== Directive ==
Pick out each line of the material below that contains the word "query", and copy those lines.

(Box annotation data in rows)
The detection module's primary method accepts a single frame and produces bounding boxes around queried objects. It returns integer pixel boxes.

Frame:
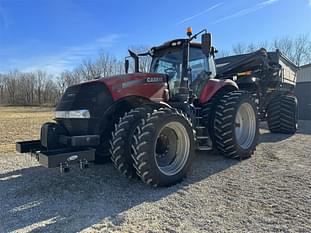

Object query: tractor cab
[125,28,217,102]
[150,39,216,98]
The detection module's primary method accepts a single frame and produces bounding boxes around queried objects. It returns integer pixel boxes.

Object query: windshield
[150,47,216,95]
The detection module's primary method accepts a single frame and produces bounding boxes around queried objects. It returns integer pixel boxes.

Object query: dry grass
[0,107,53,153]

== Output for this task ==
Object query: tractor cab
Object query: windshield
Object query: dry grass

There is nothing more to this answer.